9. Not enough authority

10. Administration treats us like we are as replaceable as the roll of toilet paper in the restroom

11. Mentality that the patient is always right

12. Increased focus on patient satisfaction scores

13. Decreased focus on proper patient care

14. Dangerous nurse/patient ratios

15. Feeling trapped in a lose/lose situation

16. Physical injury or disability directly related to the direct care of patients.

Too Much Baloney said it all! As far as physical injury, I have seen a nurse receive a broken finger at the hands of a resident, which was, of course, blamed on the nurse. And, I have seen nurses and CNAs receive permanent back injuries, life changing injuries, which of course were also blamed on the nurses themselves. I really believe that the nursing profession is downtrodden because we historically have been mostly female. Unless we unionize, as teachers have done, this treatment will continue. (By the way, some of the commentators may need to review their basic English.)

Specializes in LTC Rehab Med/Surg.
I have never understood why someone would leave nursing unless they truly wanted t pursue a different career path.

There are 18,482 different ways to practice nursing besides working the bedside and making more money.

In rural America the opportunities for different kinds of nursing don't exist. If they do, there are fewer, with hundreds of nurses looking for any kind of nursing job.

If you're over 50, and you leave what you have, good luck finding that other position that's less stressful.

Specializes in Management, Med/Surg, Clinical Trainer.

I think some of it is the mismatch between what we are taught in school and how we are treated. In school we are taught that it is 'professional nursing', that it is a profession filled with respect. Yes we know we have to work hard and will serve the patients, but the schools also taught we would be treated with respect.

● ● ● ● ●

WHAT THIS EXERCISE ASKS ->
A: List every numbered item in the passage on why nurses leave, with its number.
B: Write what comes next in the passage on why nurses leave, picking up after its final sentence.

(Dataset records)
● ● ● ● ●

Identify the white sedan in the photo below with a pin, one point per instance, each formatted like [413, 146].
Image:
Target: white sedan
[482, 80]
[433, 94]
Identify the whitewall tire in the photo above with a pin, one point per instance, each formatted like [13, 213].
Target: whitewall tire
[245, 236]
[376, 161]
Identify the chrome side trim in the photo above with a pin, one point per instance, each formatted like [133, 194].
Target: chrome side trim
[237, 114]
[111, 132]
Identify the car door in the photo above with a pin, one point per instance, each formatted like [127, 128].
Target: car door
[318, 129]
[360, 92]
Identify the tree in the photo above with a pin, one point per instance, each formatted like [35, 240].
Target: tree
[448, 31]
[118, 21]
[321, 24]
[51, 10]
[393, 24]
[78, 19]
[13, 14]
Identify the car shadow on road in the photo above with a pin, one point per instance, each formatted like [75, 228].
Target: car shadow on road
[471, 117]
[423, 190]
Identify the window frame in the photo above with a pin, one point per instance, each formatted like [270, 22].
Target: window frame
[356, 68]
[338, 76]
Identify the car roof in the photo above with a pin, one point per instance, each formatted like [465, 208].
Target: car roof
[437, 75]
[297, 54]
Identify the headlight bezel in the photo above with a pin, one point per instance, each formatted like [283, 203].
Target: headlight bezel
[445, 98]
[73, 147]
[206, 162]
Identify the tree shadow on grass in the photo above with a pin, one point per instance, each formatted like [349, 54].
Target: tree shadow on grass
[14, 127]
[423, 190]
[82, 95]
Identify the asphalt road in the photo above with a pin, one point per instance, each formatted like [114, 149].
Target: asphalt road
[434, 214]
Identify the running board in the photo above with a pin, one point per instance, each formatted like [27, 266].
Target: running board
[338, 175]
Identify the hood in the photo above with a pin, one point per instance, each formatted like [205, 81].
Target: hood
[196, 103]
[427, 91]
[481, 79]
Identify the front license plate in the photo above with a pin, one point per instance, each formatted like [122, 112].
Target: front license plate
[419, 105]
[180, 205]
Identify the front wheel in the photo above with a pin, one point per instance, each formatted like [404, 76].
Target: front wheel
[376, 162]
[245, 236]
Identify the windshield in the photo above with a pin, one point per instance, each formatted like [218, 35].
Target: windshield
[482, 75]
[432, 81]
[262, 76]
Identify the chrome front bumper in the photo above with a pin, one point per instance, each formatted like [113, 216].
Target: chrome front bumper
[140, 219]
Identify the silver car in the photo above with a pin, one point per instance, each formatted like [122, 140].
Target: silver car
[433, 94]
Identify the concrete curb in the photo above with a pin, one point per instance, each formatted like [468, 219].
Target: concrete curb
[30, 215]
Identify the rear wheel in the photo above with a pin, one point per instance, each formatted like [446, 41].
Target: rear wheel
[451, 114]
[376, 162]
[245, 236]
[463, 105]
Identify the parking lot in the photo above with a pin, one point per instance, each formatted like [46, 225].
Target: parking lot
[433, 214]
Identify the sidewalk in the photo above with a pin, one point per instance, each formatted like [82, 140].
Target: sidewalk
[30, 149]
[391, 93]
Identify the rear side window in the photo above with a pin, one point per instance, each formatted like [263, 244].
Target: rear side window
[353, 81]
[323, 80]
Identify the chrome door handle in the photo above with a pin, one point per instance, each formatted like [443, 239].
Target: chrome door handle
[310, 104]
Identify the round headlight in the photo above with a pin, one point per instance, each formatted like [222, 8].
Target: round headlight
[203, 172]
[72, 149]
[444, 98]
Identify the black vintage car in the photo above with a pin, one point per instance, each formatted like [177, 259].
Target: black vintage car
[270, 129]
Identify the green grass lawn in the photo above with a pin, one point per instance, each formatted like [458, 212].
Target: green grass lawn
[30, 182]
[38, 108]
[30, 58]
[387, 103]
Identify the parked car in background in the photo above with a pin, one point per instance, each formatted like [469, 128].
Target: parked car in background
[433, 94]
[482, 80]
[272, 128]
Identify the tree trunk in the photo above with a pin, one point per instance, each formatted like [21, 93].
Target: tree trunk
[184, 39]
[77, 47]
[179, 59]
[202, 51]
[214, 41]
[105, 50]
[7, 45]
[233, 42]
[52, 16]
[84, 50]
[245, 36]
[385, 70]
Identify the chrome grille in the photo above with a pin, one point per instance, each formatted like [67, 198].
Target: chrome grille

● ● ● ● ●

TASK-BY-TASK RESULTS ->
A:
9. Not enough authority
10. Administration treats us like we are as replaceable as the roll of toilet paper in the restroom
11. Mentality that the patient is always right
12. Increased focus on patient satisfaction scores
13. Decreased focus on proper patient care
14. Dangerous nurse/patient ratios
15. Feeling trapped in a lose/lose situation
16. Physical injury or disability directly related to the direct care of patients.

B:
Graduation comes and WHAM that first job and those after teach a nurse that we are not treated with respect or professionalism.

In the hospital setting that eat your young mentality is toxic. That coupled with poor staffing and poor management says we do not respect you as a professional. In the office setting or LTC setting there is one nurse for multiple patients.

No matter the setting the RN is often responsible for everything but has little power. NOT a good combination.

Specializes in Family Practice.

What is taught and what is not when they reach the "real" world of nursing can be a real shocker and it doesn't take much for them to throw in the towel. I had my moments when I just wanted to walk away but being the creative person I am I found other avenues to deter myself from leaving. 1. seeking more education 2. cut my hours and work agency or travel 3. not bringing my work home and do not bring my problems to work. 4. stay optimistic or fake it till you make it. 5. do not assume bedside nursing is the only form of nursing to do. Ijs.

Hoping to revive this tread because I think it was very constructive. Personally, the lack of upward mobility is why I contemplate leaving... because bedside nursing is intolerable, where I live bedside options are limited to areas I loathes (and I cannot relocate) and I want to escape bedside. Unfortunately, the opportunities just aren't there and there is a real lack of upward mobility because those who hold those non-bedside nursing positions are not retiring.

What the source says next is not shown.